_GOAL:_ Render every item below as a two-column CSV headed text and answer, with one row per item. Quote each field and replace any line breaks inside a field with spaces.

_RAW DATA:_
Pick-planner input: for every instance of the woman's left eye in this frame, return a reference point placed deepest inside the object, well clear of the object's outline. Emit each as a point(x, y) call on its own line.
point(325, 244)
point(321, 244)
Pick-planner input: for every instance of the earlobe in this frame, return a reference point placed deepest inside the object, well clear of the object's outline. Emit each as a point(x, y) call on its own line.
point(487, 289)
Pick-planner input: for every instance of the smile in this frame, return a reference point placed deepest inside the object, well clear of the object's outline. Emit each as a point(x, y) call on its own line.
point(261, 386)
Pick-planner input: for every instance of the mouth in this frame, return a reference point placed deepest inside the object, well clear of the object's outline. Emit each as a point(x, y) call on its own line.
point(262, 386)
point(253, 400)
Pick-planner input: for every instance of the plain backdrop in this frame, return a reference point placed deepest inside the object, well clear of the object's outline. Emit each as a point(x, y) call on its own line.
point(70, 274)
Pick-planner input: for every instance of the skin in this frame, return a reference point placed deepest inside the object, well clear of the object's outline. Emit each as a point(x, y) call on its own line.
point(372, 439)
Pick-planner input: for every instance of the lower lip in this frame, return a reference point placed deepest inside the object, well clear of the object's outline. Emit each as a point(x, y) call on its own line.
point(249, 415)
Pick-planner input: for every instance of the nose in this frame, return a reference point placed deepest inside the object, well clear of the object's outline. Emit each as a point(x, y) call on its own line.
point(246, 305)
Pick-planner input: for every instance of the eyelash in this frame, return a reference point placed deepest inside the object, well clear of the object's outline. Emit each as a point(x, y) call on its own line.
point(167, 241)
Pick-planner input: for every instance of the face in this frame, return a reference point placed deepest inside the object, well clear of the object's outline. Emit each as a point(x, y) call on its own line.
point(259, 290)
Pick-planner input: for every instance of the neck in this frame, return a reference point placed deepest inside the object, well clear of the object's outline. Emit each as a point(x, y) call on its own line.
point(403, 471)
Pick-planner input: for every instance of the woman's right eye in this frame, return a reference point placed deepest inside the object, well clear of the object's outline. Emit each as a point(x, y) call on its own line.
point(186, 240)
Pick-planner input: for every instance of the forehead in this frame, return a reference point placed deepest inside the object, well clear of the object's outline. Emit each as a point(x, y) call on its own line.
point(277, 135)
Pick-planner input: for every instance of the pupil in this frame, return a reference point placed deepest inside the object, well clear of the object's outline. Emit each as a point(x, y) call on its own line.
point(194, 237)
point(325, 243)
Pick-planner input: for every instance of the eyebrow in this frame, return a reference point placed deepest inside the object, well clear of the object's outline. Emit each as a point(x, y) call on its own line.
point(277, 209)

_REPLY TO THE TASK:_
text,answer
"Pick-planner input: for every instance of the woman's left eye in this frame, return a reference point placed deepest inside the object, well clear of the object's outline. Emit each as a point(x, y) call on its own line.","point(325, 244) point(321, 244)"
"Pick-planner input: for every instance of the earlobe in this frame, return a reference point placed deepest inside the object, well clear of the object's outline. Emit each as a point(x, y) call on its own line.","point(487, 289)"
"Pick-planner input: for every instance of the smile in this frame, return a reference point placed deepest inside the object, well clear of the object's outline. Emit each as a point(x, y) call on its own line.","point(261, 386)"
"Pick-planner input: for every instance of the mouth in this frame, return a reference point placed deepest inside the object, well clear of the object's outline. Emit each as a point(x, y) call on its own line.","point(262, 386) point(253, 400)"
"Pick-planner input: for every instance of the plain backdrop in this frame, return a reference point placed deepest inside the object, well clear of the object's outline. Emit each as a point(x, y) call on its own line.","point(70, 274)"
"Pick-planner input: for every instance of the skin in this frame, return a reference point placed deepest inside the object, well clear of the object's outline. Emit each as a point(x, y) call on its own line.","point(372, 439)"
"Pick-planner input: for every instance of the lower lip in this frame, return a reference point placed deepest inside the object, well clear of the object's outline. Emit each as a point(x, y) call on its own line.","point(249, 415)"
"Pick-planner input: for every instance of the nose in this frame, return a reference point placed deepest inside the object, well clear of the object's outline. Emit each as a point(x, y) call on its own line.","point(246, 305)"
"Pick-planner input: for every instance of the eyelash in this frame, return a reference point placed deepest inside the object, well clear of the object's outline. Emit each as a point(x, y) call on its own line.","point(167, 241)"
"Pick-planner input: for every instance of the face in this frame, return a reference point placed deepest inside the object, well clear of the object's outline. Emit each as a point(x, y) call on its own line.","point(259, 290)"
"Pick-planner input: for every instance of the neck in this frame, return a reference point placed deepest inside the object, well clear of the object's outline. Emit each as a point(x, y) call on its own line.","point(403, 471)"
"Pick-planner input: for every instance of the woman's right eye in this frame, return a reference point placed deepest inside the object, well clear of the object's outline. Emit each as a point(x, y) call on its own line.","point(186, 240)"
"Pick-planner input: for every instance of the forehead in this frame, return a reference point placed deepest inside the object, well clear of the object's outline. Emit each as a point(x, y) call on its own line.","point(277, 135)"
"Pick-planner input: for every instance of the pupil in this frame, return a reference point placed deepest inside the object, well clear of the object's outline. Emit each as a point(x, y) call on its own line.","point(194, 237) point(325, 243)"
"Pick-planner input: for every instance of the eyebrow in this frame, return a reference point placed deepest inside the object, well clear of the object's outline. Emit each as a point(x, y) call on its own line.","point(277, 209)"